» Document extract:
########

Health & Medicine

Sacramento-area law enforcement officers bond over kidney donation

Folsom Police Sgt. Eric Baade, left, and Sacramento Sheriff’s Deputy Nathan Wise arrive at a press conference with family members at the Folsom Police Department on Wednesday, July 7, 2016, in Folsom, Calif. Baade recently donated a kidney to Wise.
Folsom Police Sgt. Eric Baade, left, and Sacramento Sheriff’s Deputy Nathan Wise arrive at a press conference with family members at the Folsom Police Department on Wednesday, July 7, 2016, in Folsom, Calif. Baade recently donated a kidney to Wise. rpench@sacbee.com

Two Sacramento County law enforcement officers said they have built a relationship akin to brotherhood after one donated his kidney to save the other’s life late last month. They spoke to media Thursday afternoon and emotionally recounted how their lives crossed paths.

Sacramento County sheriff’s Deputy Nathan Wise received lab results in August 2015 indicating his kidneys were beginning to fail. A 25-year veteran of the department, Wise had been diagnosed with diabetes and hypertension – which affect the kidneys – years before.

He tried dialysis treatments but felt they weren’t effective. They also took a heavy toll on his body, leaving him exhausted and nauseated after every session.

“I was miserable,” Wise said.

Wise and his doctors explored the option of seeking a kidney transplant a few months later, though the question of who would be willing to donate a kidney remained. Even more, Wise said he was hesitant to seek help from family and friends.

“It was hard,” Wise said. “When you need a kidney, how do you ask?”

Folsom police Sgt. Eric Baade, who has worked at the police station for 13 years, said he first heard about Wise’s story in January after seeing a Facebook post written by Wise’s wife.

“I contacted them. I sent a message to her saying, ‘Hey, I want to help,’ ” Baade said.

Baade had seen the impacts of kidney failure nearly nine years ago when his wife, who was pregnant at the time, experienced the condition. He said she would spend hours a day, five days a week, receiving dialysis treatments that would leave her exhausted and unable to function normally.

He was inspired to donate a kidney after the Folsom police chief helped find a kidney donor for his wife years before. The chief sent out a call for people interested in donating a kidney through the California Police Chiefs Association, and someone at the Sacramento County Sheriff’s Department replied.

########

» Given records:
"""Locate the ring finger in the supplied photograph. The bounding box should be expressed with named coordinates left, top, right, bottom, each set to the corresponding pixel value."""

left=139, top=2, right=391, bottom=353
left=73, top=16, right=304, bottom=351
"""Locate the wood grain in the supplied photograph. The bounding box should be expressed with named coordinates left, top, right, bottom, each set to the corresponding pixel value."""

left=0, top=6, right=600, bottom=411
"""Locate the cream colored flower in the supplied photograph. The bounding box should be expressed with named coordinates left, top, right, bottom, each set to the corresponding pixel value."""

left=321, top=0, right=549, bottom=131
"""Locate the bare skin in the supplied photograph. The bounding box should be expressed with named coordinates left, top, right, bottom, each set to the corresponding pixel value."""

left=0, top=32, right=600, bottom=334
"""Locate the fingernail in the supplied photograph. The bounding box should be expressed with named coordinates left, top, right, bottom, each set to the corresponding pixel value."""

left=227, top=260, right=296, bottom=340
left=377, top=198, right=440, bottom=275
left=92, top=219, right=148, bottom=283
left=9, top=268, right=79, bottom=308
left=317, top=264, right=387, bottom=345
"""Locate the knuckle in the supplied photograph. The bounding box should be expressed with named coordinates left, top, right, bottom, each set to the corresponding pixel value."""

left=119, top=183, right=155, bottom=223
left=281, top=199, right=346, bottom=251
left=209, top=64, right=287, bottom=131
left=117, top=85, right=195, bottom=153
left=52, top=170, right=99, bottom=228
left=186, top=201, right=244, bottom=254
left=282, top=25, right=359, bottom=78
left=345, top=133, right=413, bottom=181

########

» Exercise requirements:
Switch "kidney donor" to "organ donor" in the article on the kidney donation, and write out everything from "Baade had seen" down to "Sheriff’s Department replied." with that change.

» Solved exercise:
Baade had seen the impacts of kidney failure nearly nine years ago when his wife, who was pregnant at the time, experienced the condition. He said she would spend hours a day, five days a week, receiving dialysis treatments that would leave her exhausted and unable to function normally.

He was inspired to donate a kidney after the Folsom police chief helped find a organ donor for his wife years before. The chief sent out a call for people interested in donating a kidney through the California Police Chiefs Association, and someone at the Sacramento County Sheriff’s Department replied.